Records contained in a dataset
++++++

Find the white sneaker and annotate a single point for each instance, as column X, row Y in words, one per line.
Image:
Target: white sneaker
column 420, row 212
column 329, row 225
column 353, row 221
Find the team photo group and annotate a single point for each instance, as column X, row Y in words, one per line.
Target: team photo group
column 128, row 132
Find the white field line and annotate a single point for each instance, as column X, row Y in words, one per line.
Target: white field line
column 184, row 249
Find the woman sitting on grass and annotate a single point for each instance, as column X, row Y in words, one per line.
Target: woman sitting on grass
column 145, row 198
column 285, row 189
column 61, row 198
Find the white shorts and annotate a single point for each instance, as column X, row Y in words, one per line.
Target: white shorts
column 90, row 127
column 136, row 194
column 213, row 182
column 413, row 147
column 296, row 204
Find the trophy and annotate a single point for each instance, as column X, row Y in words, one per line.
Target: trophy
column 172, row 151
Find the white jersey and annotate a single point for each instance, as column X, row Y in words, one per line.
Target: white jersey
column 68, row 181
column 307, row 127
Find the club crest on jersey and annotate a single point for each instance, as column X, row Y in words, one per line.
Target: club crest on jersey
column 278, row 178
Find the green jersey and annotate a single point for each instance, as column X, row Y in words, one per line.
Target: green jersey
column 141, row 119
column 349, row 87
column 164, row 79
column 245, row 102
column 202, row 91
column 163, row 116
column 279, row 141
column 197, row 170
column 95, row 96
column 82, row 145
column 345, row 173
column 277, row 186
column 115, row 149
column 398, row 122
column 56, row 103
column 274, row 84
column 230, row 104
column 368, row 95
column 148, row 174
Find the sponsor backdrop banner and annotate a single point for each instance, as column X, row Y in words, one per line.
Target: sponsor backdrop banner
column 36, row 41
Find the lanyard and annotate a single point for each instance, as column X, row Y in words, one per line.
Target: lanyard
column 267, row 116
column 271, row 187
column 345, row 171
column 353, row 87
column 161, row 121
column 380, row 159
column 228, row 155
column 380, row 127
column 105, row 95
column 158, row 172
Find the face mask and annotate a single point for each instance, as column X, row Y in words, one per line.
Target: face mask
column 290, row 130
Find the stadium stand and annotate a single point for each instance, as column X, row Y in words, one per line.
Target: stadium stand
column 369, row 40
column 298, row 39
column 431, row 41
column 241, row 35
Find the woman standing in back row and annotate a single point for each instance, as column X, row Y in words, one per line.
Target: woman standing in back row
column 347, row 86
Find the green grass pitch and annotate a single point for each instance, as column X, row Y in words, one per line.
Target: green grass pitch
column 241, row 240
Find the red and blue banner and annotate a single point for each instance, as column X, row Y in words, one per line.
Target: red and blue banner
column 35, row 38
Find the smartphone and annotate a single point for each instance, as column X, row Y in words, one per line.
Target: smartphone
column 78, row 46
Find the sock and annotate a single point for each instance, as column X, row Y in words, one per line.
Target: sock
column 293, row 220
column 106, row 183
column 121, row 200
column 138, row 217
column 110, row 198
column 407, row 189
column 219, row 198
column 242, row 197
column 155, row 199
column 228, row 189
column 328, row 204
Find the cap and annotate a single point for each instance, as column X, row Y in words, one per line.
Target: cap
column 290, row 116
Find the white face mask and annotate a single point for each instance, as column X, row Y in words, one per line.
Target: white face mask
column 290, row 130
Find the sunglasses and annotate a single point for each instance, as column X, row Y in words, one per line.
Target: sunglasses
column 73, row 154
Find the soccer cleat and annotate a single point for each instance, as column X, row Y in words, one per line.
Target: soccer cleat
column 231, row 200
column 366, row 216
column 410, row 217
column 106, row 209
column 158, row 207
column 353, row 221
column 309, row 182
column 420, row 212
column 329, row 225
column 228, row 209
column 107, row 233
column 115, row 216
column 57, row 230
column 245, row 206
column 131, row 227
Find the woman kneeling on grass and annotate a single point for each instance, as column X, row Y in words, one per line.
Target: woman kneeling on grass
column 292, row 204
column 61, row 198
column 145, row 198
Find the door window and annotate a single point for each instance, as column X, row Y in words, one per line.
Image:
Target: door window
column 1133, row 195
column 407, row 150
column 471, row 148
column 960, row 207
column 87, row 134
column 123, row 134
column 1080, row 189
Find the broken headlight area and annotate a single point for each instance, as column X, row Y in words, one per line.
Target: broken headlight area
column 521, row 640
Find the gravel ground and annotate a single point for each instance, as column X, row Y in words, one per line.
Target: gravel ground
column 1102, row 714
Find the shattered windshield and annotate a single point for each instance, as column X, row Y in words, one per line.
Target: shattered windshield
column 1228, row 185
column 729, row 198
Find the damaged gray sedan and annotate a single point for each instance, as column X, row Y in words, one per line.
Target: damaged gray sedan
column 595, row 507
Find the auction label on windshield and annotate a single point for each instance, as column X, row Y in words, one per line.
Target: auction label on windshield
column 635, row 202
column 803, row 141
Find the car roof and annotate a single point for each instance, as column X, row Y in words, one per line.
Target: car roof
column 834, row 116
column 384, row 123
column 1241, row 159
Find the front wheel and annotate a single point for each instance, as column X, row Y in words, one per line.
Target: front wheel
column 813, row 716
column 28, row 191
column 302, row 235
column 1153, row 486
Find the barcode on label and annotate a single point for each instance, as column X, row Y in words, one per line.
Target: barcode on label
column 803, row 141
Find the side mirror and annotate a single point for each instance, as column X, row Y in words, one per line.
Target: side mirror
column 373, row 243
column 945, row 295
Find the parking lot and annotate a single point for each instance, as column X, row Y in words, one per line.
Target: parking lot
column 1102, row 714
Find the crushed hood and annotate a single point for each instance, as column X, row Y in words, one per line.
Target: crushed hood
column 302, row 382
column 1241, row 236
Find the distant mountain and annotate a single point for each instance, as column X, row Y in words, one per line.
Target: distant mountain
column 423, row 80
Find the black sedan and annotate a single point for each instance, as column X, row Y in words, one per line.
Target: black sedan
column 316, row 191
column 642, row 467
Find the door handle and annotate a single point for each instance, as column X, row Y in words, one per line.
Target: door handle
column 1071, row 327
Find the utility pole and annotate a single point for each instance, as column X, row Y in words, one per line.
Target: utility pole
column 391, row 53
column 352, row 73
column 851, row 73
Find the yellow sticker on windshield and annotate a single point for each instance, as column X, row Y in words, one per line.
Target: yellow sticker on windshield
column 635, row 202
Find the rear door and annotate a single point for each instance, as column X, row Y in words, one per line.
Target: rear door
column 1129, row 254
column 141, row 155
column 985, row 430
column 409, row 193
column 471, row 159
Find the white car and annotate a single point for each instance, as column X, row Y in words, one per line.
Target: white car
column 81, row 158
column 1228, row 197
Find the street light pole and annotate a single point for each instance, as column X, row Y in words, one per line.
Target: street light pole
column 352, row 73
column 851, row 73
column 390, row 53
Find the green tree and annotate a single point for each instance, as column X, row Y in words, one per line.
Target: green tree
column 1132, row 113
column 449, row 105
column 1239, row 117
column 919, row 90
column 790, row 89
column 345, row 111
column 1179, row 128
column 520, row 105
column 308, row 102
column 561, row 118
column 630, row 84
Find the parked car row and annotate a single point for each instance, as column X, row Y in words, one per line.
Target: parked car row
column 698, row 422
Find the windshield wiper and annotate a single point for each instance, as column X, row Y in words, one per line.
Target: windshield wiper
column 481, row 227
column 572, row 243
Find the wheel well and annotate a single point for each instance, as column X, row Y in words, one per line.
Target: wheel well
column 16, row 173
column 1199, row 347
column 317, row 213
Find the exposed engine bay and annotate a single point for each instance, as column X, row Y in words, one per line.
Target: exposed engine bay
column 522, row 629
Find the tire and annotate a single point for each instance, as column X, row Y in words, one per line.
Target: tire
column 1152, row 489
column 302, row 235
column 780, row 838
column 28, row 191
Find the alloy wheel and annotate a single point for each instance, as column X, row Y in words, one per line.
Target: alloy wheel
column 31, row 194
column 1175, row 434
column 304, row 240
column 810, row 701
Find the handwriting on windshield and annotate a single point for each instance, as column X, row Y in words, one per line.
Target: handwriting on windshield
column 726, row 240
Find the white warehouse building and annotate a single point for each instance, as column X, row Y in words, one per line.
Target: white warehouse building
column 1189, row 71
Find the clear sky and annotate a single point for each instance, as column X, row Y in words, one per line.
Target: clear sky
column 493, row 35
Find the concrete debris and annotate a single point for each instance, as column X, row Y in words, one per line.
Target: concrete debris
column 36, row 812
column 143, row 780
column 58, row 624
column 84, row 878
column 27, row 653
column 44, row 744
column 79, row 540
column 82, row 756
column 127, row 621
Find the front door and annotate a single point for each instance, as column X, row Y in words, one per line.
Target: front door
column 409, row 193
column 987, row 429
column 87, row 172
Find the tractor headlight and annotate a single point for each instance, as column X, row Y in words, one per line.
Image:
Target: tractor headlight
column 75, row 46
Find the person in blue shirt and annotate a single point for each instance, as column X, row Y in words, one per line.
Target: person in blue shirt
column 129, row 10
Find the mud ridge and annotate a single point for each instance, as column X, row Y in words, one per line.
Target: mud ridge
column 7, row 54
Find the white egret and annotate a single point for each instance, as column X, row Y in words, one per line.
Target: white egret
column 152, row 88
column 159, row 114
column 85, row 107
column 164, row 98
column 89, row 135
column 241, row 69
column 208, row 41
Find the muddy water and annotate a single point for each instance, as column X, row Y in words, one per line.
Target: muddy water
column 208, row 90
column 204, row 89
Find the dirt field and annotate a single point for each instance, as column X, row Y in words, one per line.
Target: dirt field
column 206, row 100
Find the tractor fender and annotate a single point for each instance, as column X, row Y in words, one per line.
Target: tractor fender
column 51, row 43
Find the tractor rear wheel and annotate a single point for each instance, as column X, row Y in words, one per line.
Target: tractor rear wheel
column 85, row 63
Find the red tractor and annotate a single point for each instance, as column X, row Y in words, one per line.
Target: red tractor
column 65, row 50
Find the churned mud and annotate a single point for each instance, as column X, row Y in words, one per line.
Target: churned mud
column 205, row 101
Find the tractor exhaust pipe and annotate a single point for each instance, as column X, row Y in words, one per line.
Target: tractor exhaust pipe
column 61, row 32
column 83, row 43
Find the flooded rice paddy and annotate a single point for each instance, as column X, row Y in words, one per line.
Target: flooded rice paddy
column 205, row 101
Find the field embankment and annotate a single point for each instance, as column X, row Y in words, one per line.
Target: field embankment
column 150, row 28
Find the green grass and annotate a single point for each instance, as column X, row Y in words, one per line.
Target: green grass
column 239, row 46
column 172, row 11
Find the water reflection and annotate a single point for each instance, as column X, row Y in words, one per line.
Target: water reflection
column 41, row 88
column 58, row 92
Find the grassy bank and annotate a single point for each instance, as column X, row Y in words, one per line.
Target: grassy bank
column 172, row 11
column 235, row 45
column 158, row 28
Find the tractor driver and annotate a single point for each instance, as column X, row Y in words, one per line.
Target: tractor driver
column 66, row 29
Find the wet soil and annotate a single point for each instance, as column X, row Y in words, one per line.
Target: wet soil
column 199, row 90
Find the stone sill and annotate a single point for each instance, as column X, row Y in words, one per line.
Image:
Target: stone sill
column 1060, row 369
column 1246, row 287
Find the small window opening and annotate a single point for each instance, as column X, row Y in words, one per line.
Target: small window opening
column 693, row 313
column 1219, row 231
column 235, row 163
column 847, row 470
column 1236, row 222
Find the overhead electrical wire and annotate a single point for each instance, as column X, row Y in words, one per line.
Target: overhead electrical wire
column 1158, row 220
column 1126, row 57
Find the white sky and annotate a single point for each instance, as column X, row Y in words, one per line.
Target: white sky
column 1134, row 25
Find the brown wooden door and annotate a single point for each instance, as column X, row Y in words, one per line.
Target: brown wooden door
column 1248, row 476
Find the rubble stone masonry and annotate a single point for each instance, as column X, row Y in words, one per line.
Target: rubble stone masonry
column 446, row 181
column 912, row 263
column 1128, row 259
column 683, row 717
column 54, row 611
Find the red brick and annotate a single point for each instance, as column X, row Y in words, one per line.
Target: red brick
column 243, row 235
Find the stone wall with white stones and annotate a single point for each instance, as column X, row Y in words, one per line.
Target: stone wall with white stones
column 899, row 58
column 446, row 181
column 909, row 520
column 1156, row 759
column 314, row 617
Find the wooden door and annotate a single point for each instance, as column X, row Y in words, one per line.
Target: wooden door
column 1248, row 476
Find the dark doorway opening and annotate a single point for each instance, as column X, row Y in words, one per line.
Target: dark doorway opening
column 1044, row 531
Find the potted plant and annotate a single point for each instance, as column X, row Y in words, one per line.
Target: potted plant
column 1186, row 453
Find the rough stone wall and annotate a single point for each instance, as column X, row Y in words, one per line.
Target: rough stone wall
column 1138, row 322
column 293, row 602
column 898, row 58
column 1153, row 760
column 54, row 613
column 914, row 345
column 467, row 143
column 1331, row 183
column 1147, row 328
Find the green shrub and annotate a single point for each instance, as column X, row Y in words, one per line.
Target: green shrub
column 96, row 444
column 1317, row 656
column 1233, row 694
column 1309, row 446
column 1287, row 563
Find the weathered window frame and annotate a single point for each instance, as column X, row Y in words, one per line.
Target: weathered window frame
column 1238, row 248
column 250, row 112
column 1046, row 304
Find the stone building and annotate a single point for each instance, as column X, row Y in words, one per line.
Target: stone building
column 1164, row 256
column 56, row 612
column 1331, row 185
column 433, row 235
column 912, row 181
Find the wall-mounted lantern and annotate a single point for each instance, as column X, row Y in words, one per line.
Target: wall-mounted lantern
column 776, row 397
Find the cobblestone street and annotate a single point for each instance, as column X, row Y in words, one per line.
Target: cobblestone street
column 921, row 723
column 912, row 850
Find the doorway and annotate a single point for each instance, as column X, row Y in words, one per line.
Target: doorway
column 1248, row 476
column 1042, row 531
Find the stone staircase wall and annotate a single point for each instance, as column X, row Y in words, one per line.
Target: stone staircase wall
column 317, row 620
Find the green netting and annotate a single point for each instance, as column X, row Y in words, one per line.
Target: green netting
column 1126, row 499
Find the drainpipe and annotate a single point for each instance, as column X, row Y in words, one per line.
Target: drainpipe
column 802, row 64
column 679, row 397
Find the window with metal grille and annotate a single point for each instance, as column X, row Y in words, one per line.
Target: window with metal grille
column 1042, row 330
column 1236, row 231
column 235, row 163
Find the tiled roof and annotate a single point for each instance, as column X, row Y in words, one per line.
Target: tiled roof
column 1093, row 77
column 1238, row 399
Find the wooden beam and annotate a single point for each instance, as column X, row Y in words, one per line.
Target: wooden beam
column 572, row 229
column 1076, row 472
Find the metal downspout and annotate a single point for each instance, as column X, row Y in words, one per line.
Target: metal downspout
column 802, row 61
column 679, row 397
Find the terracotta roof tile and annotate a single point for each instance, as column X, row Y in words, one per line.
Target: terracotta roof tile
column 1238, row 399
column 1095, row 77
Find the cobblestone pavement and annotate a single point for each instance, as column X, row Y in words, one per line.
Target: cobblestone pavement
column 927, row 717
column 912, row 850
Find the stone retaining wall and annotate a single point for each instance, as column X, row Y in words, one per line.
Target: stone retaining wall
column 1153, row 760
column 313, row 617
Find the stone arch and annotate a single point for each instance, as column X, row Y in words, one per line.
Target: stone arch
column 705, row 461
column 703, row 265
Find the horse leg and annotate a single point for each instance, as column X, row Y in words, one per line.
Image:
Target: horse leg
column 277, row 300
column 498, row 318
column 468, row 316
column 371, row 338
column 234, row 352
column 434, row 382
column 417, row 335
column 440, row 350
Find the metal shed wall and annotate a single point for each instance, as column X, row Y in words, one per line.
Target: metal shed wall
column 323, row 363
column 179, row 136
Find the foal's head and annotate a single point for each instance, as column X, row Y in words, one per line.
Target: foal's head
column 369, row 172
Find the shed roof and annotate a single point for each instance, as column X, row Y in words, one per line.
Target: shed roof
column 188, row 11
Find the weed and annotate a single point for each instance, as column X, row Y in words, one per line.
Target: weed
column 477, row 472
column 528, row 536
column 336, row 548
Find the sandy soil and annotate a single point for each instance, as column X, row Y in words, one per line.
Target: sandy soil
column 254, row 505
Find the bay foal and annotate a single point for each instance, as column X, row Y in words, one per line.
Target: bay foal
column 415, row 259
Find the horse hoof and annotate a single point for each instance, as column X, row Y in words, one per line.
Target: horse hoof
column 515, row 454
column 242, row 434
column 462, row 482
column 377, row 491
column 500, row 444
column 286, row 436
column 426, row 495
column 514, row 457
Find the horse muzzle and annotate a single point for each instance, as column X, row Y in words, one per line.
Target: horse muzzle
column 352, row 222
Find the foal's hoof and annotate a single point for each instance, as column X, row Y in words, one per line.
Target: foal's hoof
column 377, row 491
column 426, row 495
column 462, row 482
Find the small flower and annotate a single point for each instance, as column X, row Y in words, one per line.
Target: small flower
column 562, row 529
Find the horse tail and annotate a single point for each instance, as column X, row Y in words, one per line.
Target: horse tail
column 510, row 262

++++++

What are the lines, exactly as written above, from the line with "Target: red tractor" to the line with "Find the grassy", both included? Output only those.

◆ COMPLETED TASK ◆
Target: red tractor
column 65, row 50
Find the churned mud and annotate a single point for each instance, as column X, row Y in words, one per line.
Target: churned mud
column 205, row 101
Find the tractor exhaust pipe and annotate a single point for each instance, as column X, row Y in words, one per line.
Target: tractor exhaust pipe
column 61, row 32
column 83, row 43
Find the flooded rice paddy and annotate a single point for each instance, as column X, row Y in words, one per line.
Target: flooded rice paddy
column 205, row 101
Find the field embankment and annotate a single point for each instance, as column X, row Y in words, one per line.
Target: field embankment
column 150, row 28
Find the green grass and annotate a single point for each instance, as column X, row Y in words, one per line.
Target: green grass
column 239, row 46
column 172, row 11
Find the water reflection and annotate a single point for each instance, as column X, row Y in words, one per line.
Target: water reflection
column 41, row 88
column 58, row 92
Find the grassy bank and annotate a single point for each instance, as column X, row Y in words, one per line.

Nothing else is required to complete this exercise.